Document section:
This is not at all the novel I had imagined when Wolfe said that it would be about clones of authors filed in a library. I had been thinking that the novel would feature several famous authors solving a murder mystery, speaking in pastiches of their own styles, with sly references to their novels popping up here and there. I’d still like to read that novel sometime. I also keep wanting Wolfe to return to the elegant and baroque style of The Fifth Head of Cerberus (1972), Peace (1976), and The Book of the New Sun series (1980–’83), but he doesn’t want to. Instead, his style has become more and more spare, more reliant on dialogue rather than description or meditative passages. This novel may have a gentle lesson about why my expectations are irrelevant, and that is one of the things I will be exploring.
But back to the ghosts. My plot summary indicates some of the ways in which a reader may be haunted by allusions this novel. There is the reclone’s name, reminiscent of E. E. “Doc” Smith, a beloved SF writer of the golden age whose books may not be flying off the shelves anymore and thus are in danger of disappearing from libraries. Or perhaps it reminds us of Clark Ashton Smith, whose “The Hashish Eater –or– The Apocalypse of Evil” (1920) is quoted late in the book. He too may no longer be checked out of the library, and his work, which ranges over SF, fantasy, and horror, between prose and poetry, may be close to Wolfe’s heart. This character, however, writes mystery stories, and the plot, with its sinister family and jungle greenhouse — although it’s not a greenhouse, it’s an actual jungle on another planet — invokes Raymond Chandler’s The Big Sleep (1939). And the jungle world: Is that a reference to Wolfe’s middle volume of The Book of the Short Sun, In Green’s Jungles (2000)? The reader is haunted by these and other literary references.

Work to do:
1: Condense the paragraph of the book review beginning "This is not at all the novel" into a bulleted list that keeps its main facts.
2: Carry on the book review from where its second paragraph ends.

[Labeled-object pointing entries]
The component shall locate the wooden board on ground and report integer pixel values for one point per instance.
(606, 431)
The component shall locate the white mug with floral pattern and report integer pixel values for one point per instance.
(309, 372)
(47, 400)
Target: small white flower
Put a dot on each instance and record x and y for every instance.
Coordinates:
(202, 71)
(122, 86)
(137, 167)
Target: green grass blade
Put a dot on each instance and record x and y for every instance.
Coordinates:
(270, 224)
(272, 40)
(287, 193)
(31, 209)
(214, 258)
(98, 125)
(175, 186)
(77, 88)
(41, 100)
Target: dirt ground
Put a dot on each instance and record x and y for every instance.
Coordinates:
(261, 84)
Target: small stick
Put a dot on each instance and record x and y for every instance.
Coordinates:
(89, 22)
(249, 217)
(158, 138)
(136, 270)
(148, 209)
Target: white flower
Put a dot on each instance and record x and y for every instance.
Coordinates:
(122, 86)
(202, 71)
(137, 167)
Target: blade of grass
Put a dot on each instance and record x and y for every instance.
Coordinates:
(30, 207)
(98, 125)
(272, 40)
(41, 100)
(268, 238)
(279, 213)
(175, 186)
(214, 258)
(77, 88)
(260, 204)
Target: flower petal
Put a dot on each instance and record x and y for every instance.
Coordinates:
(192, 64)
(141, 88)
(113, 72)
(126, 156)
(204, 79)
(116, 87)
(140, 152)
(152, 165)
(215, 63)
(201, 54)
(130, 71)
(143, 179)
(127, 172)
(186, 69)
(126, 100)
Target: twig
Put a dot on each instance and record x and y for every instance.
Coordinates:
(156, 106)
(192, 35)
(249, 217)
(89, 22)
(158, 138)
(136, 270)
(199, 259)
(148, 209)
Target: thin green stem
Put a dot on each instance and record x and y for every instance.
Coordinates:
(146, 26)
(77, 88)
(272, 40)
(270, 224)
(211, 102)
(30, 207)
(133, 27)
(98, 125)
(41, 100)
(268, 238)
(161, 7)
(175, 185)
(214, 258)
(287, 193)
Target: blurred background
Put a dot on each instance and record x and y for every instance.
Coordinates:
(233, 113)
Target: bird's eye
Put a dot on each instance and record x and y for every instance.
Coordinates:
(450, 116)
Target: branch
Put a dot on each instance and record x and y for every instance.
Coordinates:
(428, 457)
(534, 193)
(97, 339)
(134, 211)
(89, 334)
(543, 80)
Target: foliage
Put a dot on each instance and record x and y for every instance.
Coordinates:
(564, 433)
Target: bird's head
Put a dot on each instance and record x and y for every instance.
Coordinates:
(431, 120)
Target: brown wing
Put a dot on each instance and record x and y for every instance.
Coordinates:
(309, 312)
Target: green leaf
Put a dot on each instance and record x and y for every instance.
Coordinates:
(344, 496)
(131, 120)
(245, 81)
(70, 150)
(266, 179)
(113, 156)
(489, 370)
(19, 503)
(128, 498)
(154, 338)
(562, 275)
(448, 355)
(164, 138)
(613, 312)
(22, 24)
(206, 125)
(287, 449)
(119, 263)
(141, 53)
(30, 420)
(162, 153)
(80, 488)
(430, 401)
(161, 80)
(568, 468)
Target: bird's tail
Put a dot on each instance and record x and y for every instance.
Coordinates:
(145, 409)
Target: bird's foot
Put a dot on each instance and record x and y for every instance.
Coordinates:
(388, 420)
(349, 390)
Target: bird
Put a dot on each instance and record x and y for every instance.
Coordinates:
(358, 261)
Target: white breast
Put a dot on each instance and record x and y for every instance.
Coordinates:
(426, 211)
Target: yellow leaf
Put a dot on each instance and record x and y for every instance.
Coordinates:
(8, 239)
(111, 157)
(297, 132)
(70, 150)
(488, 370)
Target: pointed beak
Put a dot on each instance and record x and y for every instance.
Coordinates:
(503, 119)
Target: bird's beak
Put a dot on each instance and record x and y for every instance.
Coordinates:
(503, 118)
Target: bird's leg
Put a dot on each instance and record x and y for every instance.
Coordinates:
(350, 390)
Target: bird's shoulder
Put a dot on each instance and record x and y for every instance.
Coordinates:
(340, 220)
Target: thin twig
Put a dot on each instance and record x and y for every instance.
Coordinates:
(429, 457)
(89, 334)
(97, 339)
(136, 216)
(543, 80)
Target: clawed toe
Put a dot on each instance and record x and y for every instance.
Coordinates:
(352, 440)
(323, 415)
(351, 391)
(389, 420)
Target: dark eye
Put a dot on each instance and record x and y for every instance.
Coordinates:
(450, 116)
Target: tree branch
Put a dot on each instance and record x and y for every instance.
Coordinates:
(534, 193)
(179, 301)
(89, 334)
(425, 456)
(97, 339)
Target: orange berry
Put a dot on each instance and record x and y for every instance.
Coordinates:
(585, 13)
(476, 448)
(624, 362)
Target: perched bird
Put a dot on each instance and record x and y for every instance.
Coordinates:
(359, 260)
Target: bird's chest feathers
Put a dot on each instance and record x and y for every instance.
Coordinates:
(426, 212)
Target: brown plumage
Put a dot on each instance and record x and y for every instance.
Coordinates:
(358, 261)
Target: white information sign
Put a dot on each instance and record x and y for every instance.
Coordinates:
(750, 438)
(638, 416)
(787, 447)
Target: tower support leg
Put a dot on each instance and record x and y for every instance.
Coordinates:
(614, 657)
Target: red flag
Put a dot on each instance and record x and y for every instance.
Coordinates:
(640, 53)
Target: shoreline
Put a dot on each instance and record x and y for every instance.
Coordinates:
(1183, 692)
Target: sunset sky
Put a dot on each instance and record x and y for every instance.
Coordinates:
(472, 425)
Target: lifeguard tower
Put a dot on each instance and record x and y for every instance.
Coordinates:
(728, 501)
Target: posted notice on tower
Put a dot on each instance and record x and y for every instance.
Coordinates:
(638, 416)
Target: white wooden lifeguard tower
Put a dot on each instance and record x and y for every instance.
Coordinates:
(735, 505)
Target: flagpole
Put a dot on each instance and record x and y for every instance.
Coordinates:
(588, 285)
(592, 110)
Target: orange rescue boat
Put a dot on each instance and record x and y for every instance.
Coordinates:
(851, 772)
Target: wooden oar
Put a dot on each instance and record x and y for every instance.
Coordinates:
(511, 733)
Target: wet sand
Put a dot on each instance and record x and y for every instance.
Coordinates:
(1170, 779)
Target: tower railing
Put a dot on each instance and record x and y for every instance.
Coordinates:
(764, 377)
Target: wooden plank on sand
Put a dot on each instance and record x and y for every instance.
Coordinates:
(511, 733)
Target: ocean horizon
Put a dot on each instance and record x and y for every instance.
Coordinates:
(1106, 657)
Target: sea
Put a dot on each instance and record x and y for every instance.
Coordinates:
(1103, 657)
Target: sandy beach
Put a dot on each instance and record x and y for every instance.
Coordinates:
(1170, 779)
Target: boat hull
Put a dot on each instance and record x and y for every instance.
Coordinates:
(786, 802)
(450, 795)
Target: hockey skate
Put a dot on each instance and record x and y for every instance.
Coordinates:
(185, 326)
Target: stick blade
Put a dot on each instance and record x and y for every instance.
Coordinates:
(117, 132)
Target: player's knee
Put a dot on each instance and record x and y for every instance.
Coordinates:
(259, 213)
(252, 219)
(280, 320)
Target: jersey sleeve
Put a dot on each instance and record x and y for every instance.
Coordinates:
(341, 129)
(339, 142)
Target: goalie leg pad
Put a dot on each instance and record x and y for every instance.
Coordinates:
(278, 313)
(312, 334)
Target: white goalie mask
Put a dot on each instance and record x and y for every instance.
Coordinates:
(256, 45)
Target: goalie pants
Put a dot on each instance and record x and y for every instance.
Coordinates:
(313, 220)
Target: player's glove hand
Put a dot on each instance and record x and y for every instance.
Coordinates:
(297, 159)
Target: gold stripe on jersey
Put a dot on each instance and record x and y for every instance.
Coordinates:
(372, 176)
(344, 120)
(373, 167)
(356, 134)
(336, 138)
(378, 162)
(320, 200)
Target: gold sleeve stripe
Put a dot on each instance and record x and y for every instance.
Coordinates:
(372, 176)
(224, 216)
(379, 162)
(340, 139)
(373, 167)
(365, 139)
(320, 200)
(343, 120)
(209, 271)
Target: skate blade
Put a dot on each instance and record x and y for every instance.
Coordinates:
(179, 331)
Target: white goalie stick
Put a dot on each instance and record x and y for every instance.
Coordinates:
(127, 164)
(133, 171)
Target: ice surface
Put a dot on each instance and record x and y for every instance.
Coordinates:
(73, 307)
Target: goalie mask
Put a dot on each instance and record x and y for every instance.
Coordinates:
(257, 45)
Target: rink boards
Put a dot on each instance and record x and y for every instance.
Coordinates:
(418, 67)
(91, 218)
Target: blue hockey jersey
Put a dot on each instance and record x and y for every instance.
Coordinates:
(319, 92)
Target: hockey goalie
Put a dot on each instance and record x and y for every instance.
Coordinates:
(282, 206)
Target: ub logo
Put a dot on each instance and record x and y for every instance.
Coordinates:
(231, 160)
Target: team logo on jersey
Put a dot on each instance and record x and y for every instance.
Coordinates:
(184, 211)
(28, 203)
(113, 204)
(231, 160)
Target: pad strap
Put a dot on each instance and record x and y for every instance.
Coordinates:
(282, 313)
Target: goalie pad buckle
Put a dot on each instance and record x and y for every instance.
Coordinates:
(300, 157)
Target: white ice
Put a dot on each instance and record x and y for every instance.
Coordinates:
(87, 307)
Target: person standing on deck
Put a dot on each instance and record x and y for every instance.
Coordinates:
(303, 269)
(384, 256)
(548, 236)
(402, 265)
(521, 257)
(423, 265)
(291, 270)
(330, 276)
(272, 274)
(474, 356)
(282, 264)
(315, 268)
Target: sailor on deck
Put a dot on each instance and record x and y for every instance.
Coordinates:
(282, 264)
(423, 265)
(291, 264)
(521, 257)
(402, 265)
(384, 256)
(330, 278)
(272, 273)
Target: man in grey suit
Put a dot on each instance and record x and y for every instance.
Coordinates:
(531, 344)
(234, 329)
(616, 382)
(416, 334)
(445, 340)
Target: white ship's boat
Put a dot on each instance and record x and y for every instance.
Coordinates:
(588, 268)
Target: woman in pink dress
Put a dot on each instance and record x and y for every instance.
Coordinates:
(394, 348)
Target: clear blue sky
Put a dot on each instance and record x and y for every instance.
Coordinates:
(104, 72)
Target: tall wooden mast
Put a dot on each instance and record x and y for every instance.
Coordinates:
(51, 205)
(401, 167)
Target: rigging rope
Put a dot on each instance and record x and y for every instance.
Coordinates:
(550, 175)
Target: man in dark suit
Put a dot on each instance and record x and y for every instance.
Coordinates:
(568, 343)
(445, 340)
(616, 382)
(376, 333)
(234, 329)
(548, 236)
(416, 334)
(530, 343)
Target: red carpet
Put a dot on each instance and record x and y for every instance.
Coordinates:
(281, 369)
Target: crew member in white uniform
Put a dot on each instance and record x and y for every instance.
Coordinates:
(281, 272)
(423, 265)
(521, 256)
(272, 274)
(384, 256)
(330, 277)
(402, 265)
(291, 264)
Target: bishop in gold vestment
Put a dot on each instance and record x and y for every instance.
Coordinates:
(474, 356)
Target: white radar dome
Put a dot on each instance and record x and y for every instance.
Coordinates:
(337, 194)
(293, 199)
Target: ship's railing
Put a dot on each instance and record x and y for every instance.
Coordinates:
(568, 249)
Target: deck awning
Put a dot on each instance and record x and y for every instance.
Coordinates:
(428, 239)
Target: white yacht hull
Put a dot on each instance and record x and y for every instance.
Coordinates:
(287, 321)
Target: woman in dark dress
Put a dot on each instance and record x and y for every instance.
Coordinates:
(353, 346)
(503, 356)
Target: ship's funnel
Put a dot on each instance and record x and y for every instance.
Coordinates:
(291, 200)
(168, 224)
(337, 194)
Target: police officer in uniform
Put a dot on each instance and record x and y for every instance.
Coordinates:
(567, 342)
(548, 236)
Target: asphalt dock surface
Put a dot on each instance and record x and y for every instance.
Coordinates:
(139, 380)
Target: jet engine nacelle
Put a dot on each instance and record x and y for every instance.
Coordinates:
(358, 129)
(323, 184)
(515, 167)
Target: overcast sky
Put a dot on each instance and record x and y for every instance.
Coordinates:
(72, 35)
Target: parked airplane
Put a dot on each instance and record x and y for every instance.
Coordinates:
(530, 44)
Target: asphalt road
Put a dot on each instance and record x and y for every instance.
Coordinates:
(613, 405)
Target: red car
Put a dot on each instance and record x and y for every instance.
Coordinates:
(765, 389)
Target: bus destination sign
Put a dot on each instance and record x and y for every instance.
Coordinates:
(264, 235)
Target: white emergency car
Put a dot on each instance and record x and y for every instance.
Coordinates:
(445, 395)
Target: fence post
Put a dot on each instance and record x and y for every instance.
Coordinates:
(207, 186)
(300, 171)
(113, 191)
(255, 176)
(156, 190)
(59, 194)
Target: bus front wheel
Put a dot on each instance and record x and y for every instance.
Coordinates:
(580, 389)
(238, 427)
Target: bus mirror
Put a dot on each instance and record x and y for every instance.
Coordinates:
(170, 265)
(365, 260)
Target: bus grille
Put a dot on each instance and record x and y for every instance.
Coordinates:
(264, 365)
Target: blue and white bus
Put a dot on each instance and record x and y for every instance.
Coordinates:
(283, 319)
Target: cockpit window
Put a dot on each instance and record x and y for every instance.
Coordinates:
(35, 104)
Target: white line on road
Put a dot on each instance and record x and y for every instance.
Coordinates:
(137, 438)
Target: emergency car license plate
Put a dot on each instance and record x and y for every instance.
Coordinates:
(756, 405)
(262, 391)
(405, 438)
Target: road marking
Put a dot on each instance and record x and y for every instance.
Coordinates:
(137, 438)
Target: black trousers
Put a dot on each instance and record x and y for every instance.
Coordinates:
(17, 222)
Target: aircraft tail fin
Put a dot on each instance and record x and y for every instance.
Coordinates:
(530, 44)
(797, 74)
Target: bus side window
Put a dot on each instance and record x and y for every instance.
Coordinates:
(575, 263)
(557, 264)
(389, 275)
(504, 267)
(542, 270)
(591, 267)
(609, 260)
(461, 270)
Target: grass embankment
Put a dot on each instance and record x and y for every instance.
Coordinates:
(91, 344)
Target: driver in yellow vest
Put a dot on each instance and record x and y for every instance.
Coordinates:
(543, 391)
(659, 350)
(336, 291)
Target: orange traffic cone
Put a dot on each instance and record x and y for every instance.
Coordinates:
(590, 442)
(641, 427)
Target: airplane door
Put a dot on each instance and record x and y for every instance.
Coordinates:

Per-task answers:
1:
- The reviewer pictured a very different novel when Wolfe said it would be about clones of authors filed in a library.
- The imagined version had several famous authors solving a murder mystery, speaking in pastiches of their own styles, with sly references to their novels. The reviewer would still like to read that book.
- The reviewer keeps wishing Wolfe would return to the elegant, baroque style of The Fifth Head of Cerberus (1972), Peace (1976), and The Book of the New Sun series (1980–'83), but he doesn't want to.
- Instead, his style has grown sparer and leans more on dialogue than on description or meditative passages.
- The novel may hold a gentle lesson about why the reviewer's expectations are irrelevant, and the review will explore this.

2:
The writer may be haunted, too. As is true for authors in general, Wolfe’s characters must haunt his imagination, arise out of his memories, and so gain substance. Beyond that, his narrator is an author: that is, the memories of the narrator are those of an author. In thinking about what the novel says about the relationship between author and narrator, I began to understand why my expectations are irrelevant. Wolfe’s decision to write more sparingly goes beyond the writer’s workshop dictum of showing versus telling. Wolfe demonstrates here that the writer changes over time, that he is a human with different ways of being at different times in his life. In The Fifth Head of Cerberus (1972) he showed the stagnation of cloning one’s self, one’s ideas, one’s ways of being: what might have been a step toward greater things becomes stepping in place, and nothing and no one changes. Here the writer, E. A. Smithe, is trapped in a new body, one that longs to speak in its own voice and does so when he writes, but when he speaks, he is enslaved to the old “writerly” voice controlled by memories that are not his own. Wolfe is trapped in a body that is getting older all the time (as they do) but doesn’t want the writer inside to stagnate by repeating past modes. Rather than an old voice in a young body, like the reclone’s, Wolfe’s newer writing may demonstrate new voices in the old body of the experienced writer, in the body of work.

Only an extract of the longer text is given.